(STUDY TEXT begins)

By David Bass
Carolina Journal
Accountability for publicly funded school choice programs should primarily come through parent empowerment, not regulatory overreach. That’s the assessment of a new report from Notre Dame Law School scholar Nicole Stelle Garnett published by the Manhattan Institute.
The report, “Accountability in Private-School Choice,” focuses on the balance between ensuring academic accountability with not abridging private schools’ autonomy.
The research comes during what has become a banner year for school choice nationally, with 21 states voting to create, expand, or shore up their school choice programs due to the ongoing impacts of the COVID-19 pandemic.
North Carolina is on the verge of joining that list. Lawmakers are negotiating a compromise state budget that could expand and strengthen the state’s three school choice programs, which are aimed at low- and moderate-income families and children with special needs.
In her report, Garnett makes two overarching recommendations: First, that “regulators should aim to give parents the information needed to make wise choices, thereby enabling them to hold schools accountable through enrollment decisions.” Second, that “accountability regulations ought to advance the goal of providing parents with access to more and better schools.”
“These recommendations reflect the belief that the goal of accountability should be to empower parents to make good choices for their children,” Garnett writes.
“Professor Garnett’s recommendations to make accountability in private school choice programs more parent-centric are welcome and needed,” said Dr. Robert Luebke, senior fellow with the Center for Effective Education at the John Locke Foundation. “Empowering parents to make better choices for their children and enhancing access to more and better schools can help correct shortcomings in the current system and show everyone why parents should be a larger part of the accountability equation.”
Garnett also points out that, frequently, regulators that aim to place punitive measures on private-school choice programs are ultimately unsuccessful at helping students.

(STUDY TEXT ends)
(DATA TO EXAMINE begins)

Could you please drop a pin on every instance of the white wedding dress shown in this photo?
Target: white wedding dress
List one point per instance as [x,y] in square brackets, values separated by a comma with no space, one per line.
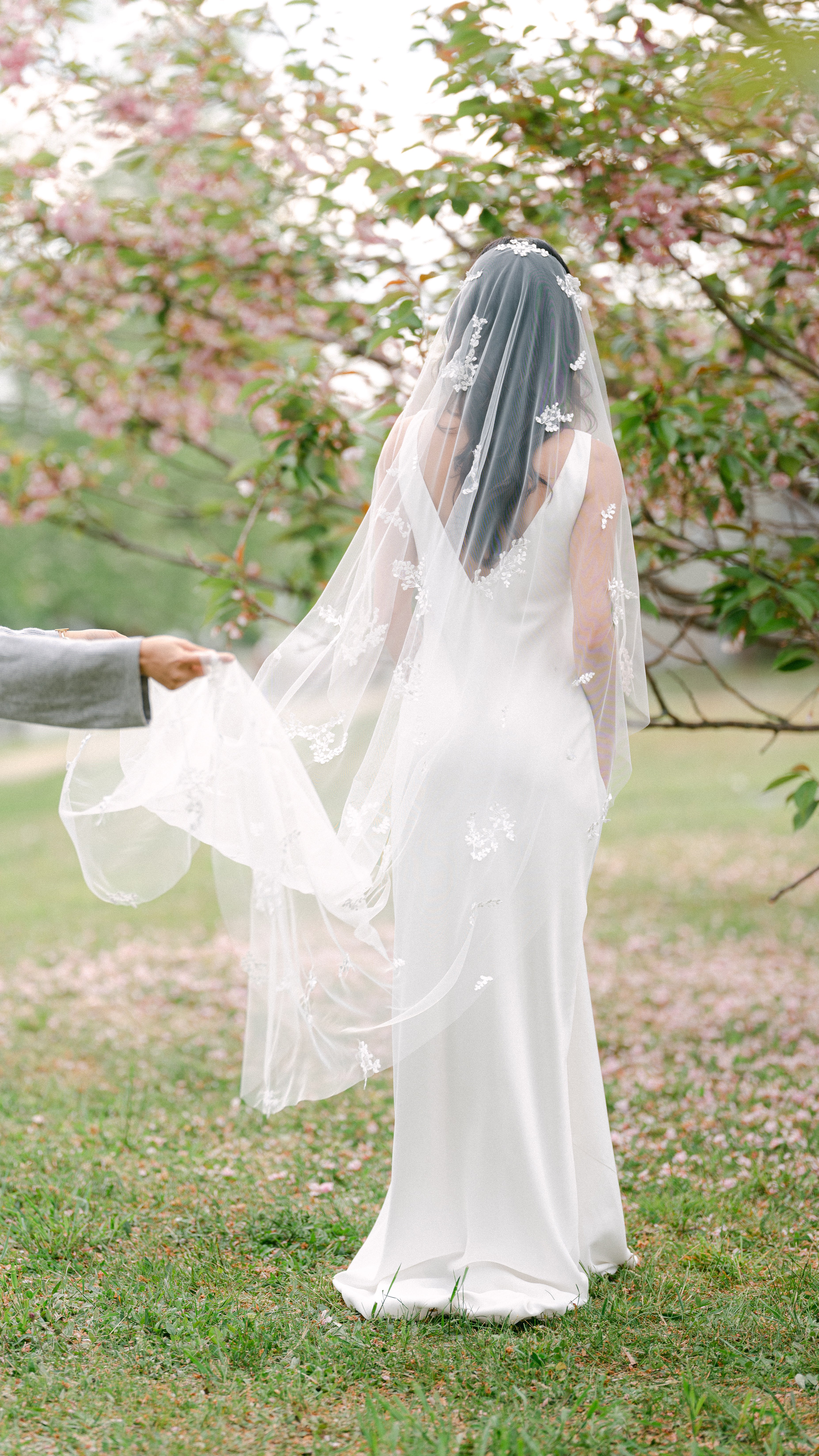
[471,664]
[505,1192]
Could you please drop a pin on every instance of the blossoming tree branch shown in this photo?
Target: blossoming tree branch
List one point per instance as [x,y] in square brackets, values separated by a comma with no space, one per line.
[193,306]
[224,308]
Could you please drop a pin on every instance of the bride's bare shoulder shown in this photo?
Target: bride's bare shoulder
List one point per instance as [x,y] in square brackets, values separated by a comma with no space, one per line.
[604,468]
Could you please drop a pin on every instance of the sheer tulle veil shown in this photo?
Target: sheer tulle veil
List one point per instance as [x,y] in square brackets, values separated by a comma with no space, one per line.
[314,784]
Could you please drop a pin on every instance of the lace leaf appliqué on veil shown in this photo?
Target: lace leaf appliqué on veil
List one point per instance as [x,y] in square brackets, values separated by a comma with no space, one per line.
[412,579]
[486,841]
[511,564]
[321,737]
[463,372]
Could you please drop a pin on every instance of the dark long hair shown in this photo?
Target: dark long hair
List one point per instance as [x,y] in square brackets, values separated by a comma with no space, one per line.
[538,372]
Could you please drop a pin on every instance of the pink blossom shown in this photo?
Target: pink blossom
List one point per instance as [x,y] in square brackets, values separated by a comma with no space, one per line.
[181,123]
[127,105]
[164,442]
[81,220]
[15,57]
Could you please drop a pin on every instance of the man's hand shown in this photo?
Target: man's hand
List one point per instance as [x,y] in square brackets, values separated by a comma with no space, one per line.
[91,634]
[174,662]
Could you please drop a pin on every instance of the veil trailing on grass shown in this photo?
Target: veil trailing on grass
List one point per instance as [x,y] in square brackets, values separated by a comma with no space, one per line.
[397,701]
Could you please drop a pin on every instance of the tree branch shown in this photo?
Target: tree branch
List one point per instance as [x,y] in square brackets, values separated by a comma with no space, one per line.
[795,883]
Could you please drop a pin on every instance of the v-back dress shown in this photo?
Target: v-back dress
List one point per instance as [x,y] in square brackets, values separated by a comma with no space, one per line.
[505,1192]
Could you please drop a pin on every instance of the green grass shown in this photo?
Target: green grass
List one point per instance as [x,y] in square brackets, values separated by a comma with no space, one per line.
[165,1273]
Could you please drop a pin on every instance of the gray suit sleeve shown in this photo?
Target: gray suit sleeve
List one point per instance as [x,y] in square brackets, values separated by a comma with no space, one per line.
[46,679]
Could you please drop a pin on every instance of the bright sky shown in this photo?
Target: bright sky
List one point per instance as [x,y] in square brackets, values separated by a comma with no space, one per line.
[377,38]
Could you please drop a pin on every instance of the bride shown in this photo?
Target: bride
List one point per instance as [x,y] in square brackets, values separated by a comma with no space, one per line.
[463,692]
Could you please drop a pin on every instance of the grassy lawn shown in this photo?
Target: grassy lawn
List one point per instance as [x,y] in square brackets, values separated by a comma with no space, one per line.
[165,1266]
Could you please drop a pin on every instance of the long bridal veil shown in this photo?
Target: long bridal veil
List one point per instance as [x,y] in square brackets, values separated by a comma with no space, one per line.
[391,704]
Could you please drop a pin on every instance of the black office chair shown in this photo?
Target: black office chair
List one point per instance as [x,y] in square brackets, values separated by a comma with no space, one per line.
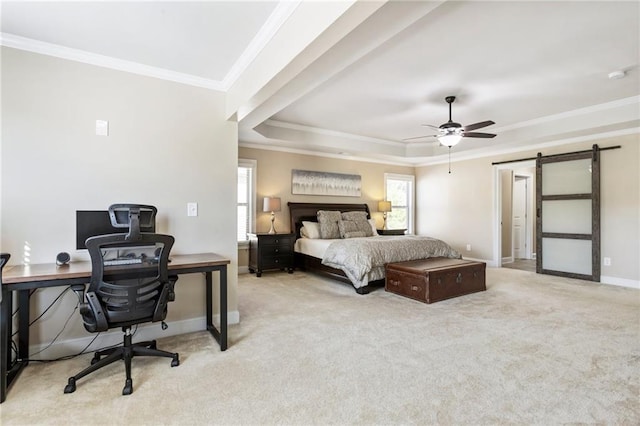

(DATA TO EXAMINE ends)

YOUR TASKS →
1 - According to the school choice article, how many states voted to create, expand, or shore up their school choice programs?
2 - Continue the article on school choice accountability from the end of its last sentence.
The rows come from a separate source and have no connection to the school choice article.

RESULTS FOR EACH TASK →
1 - 21 states

2 -
“Many accountability debates are not really about holding schools ‘accountable,’” she writes. “Rather, they represent opponents’ thinly veiled obstructionist efforts to kill choice proposals before they are enacted and to subject private schools to government control when such efforts fail,” she said.
Garnett argues that recruiting good schools to participate in school-choice programs is a better solution than excluding bad ones.
“The exclusion of persistently failing schools from choice markets is perhaps a necessary element of an accountability regime, but it should not be the primary element,” she writes. “The long history of academic accountability efforts in the U.S. demonstrates that punitive government regulations rarely drive school improvement and that closing bad schools work as a reform only when better options are available.”
The solution, again, is to empower parents, according to Garnett. “By choosing [schools] wisely, parents can drive improvements not only in their own child’s performance but also in school quality overall, limiting the need for punitive regulatory interventions,” she writes.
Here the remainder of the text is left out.